■ **Your goal**:
Return every line of the data below that contains the string "glass". Case counts.

■ **Information given**:
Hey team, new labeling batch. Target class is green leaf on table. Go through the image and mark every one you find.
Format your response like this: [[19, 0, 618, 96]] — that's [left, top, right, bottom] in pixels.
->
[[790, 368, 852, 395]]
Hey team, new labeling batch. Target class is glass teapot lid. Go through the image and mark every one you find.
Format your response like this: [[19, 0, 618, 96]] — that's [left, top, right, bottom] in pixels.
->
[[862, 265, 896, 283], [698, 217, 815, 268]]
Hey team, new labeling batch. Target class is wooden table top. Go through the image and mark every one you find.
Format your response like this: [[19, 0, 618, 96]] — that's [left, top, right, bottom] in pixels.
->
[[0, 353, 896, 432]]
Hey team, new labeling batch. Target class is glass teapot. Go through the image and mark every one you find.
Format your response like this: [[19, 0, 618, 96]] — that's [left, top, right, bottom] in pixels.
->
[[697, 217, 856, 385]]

■ **Correct answer**:
Hey team, new labeling batch. Target class is glass teapot lid. Go through the image and mark every one you find.
Hey team, new labeling batch. Target class is glass teapot. Go through the image and mark every one you find.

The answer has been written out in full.